INSTRUCTIONS TO FOLLOW
Could you gather every line of the listing below that contains the string "lattice" and copy each one out in full? Case counts, so only exact-case matches qualify.

GIVEN RECORDS

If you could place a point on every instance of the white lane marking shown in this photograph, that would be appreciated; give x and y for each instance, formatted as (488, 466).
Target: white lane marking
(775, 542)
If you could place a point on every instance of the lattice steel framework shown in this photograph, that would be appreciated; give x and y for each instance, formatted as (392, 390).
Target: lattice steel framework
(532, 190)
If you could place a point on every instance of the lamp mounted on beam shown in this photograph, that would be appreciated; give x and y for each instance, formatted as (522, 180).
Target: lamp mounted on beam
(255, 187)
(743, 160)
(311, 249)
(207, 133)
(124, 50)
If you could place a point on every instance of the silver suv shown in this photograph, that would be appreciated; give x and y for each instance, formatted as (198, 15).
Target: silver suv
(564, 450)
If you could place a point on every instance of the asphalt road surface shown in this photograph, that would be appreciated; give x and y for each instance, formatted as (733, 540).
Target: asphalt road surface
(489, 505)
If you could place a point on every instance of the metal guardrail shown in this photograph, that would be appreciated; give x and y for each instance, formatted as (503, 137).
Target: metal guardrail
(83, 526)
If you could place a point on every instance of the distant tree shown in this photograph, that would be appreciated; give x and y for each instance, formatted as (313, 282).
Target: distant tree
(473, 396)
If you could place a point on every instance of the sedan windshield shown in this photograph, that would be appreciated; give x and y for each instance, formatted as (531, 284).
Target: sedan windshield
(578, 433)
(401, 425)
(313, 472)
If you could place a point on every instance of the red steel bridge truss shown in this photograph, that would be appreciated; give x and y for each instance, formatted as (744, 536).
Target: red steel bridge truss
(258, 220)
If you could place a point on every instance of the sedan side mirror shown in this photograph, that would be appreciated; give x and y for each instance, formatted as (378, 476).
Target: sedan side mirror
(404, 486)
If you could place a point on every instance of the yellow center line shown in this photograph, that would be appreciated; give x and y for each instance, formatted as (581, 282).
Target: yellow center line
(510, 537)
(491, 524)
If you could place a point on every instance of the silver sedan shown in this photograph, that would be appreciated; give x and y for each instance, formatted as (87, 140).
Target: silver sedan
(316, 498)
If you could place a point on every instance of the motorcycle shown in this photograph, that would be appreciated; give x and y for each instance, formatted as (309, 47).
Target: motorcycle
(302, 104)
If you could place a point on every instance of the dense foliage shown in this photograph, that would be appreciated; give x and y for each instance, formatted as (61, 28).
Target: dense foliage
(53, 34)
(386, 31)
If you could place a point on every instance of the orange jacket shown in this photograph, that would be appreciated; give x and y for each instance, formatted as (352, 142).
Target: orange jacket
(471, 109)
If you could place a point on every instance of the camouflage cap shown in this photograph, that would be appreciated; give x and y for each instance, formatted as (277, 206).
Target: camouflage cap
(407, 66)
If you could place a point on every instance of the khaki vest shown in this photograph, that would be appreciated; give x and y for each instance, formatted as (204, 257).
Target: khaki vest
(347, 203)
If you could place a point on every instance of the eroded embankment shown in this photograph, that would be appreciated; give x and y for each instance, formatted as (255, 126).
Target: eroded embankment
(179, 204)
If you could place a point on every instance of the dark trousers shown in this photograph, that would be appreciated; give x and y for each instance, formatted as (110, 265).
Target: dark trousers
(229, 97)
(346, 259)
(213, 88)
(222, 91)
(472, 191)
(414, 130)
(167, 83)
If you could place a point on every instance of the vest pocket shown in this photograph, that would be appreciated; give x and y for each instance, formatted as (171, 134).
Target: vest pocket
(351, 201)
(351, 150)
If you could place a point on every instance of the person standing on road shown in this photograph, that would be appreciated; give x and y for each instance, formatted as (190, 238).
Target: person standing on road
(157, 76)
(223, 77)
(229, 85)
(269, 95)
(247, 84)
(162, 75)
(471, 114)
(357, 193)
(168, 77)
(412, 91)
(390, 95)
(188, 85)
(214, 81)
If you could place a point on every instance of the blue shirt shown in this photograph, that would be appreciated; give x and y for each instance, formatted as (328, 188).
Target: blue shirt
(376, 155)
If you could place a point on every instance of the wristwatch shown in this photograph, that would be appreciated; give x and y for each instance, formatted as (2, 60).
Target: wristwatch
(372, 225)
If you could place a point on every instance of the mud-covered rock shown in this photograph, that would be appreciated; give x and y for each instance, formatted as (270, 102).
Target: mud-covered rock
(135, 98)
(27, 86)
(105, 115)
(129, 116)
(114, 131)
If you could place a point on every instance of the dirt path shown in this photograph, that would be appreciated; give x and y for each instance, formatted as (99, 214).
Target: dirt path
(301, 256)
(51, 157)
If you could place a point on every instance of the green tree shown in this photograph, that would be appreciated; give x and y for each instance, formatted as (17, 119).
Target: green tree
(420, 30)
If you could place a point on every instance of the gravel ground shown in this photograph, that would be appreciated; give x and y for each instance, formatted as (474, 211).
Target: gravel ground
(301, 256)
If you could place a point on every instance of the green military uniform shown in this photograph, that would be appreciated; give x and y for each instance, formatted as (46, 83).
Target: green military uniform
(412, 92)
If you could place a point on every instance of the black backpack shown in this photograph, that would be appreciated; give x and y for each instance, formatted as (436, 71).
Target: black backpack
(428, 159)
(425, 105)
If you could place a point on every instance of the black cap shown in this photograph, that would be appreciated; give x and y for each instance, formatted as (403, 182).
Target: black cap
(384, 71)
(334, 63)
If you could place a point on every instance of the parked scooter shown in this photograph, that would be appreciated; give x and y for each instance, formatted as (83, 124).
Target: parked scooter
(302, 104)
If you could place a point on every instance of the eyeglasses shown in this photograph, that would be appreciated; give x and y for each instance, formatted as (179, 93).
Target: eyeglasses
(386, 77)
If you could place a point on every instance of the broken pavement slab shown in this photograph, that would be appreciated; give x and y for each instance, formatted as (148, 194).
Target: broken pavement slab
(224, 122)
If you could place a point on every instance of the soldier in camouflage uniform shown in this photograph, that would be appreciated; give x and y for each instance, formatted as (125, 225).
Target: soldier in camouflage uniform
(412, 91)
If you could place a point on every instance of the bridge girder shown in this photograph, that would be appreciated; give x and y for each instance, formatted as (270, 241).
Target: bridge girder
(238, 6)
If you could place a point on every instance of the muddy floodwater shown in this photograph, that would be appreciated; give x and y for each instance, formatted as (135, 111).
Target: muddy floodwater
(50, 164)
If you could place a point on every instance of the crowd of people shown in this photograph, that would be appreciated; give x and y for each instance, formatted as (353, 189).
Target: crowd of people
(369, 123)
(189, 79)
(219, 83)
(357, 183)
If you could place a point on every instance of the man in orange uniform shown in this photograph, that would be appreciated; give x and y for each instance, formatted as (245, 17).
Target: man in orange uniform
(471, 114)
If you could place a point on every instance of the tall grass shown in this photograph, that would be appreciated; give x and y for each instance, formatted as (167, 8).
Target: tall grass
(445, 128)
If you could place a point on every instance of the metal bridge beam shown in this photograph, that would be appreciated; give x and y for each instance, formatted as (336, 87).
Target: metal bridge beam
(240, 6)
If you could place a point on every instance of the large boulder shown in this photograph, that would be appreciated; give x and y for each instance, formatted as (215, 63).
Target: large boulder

* * *

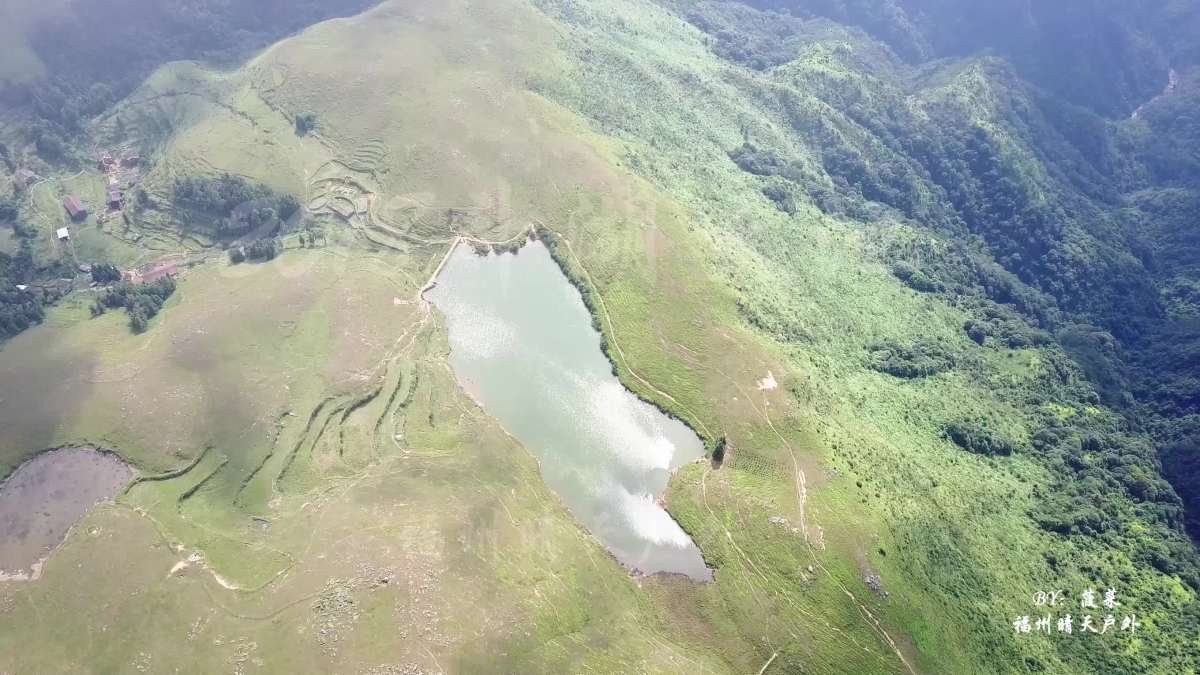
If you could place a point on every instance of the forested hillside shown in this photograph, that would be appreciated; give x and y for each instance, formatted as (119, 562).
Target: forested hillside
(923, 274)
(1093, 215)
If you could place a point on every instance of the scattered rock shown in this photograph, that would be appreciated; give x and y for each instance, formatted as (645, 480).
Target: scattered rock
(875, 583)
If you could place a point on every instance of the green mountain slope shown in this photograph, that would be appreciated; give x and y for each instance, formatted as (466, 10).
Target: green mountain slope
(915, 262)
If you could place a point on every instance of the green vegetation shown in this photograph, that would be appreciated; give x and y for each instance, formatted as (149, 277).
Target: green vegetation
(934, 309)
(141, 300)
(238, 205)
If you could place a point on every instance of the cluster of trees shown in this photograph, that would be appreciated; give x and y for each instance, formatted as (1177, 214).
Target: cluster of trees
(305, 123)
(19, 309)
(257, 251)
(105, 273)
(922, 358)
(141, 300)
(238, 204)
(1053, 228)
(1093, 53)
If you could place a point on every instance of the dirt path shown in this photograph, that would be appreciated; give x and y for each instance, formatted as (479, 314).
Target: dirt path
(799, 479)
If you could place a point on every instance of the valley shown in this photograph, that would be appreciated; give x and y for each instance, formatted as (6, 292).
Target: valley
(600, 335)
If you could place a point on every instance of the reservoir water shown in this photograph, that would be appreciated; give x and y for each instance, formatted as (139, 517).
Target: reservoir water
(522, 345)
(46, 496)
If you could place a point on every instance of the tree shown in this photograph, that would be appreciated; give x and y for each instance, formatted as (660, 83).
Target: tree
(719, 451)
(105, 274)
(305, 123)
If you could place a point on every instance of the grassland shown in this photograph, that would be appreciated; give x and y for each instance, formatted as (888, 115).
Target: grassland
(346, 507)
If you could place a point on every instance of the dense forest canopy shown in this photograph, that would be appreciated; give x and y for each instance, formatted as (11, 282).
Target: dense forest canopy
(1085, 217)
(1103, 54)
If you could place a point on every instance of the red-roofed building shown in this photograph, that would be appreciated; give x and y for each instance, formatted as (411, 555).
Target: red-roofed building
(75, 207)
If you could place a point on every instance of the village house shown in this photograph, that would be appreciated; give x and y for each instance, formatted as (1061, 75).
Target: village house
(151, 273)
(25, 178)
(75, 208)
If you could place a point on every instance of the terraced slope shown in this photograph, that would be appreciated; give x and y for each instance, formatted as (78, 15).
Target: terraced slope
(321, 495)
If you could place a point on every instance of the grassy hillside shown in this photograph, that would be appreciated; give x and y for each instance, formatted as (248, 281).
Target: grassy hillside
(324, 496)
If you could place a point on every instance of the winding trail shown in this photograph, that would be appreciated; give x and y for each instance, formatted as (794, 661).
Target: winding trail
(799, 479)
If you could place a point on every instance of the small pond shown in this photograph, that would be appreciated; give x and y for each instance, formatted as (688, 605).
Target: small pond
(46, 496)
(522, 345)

...

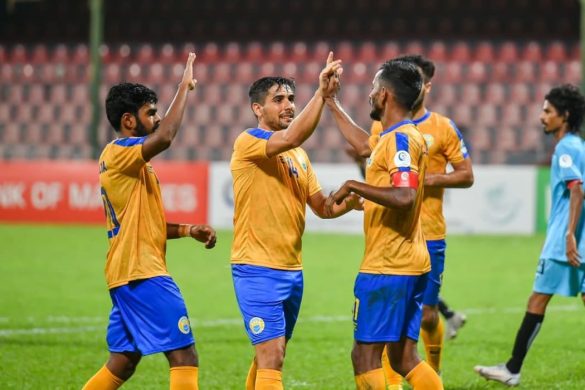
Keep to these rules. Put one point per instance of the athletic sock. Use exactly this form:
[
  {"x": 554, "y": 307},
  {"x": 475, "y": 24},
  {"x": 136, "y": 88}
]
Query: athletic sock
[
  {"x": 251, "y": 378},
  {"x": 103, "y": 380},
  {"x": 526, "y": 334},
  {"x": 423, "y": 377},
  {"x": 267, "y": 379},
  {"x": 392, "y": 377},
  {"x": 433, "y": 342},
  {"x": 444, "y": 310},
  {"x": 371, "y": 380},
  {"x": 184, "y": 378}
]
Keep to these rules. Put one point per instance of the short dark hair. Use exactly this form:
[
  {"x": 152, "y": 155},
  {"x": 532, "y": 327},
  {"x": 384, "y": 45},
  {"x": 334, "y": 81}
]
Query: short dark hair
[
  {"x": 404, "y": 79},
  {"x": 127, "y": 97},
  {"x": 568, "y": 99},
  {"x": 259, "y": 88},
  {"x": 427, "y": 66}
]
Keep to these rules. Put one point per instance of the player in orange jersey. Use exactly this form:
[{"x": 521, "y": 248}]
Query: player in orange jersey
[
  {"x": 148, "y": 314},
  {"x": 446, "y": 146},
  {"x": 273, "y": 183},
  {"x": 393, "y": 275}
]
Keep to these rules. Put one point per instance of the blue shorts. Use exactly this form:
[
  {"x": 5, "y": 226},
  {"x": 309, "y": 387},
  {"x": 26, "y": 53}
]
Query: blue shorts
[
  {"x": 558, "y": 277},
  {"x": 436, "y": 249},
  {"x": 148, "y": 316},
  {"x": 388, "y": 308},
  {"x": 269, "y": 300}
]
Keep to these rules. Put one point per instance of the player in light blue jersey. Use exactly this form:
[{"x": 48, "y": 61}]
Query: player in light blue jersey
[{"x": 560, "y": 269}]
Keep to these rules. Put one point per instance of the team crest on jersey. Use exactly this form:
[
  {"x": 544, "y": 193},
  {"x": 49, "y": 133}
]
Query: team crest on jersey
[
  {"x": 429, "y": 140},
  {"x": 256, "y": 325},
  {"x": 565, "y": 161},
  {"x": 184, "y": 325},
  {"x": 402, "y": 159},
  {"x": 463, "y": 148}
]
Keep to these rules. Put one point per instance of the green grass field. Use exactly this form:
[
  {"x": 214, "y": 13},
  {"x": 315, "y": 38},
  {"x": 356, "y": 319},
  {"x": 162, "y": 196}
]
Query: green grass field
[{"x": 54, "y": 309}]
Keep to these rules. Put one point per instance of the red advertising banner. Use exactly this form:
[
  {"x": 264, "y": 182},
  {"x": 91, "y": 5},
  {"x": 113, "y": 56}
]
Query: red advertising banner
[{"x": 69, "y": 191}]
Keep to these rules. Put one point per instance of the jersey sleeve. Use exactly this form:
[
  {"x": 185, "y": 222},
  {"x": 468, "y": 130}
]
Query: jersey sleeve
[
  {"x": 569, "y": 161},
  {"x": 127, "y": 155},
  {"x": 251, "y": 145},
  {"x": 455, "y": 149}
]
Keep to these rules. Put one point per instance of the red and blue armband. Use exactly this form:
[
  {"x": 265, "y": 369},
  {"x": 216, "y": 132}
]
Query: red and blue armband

RESPONSE TO THE EXERCISE
If you could place a point on every instance of the lattice steel framework shown in this photograph, that would be appreciated; give x and y for each instance, formatted as (392, 390).
Target: lattice steel framework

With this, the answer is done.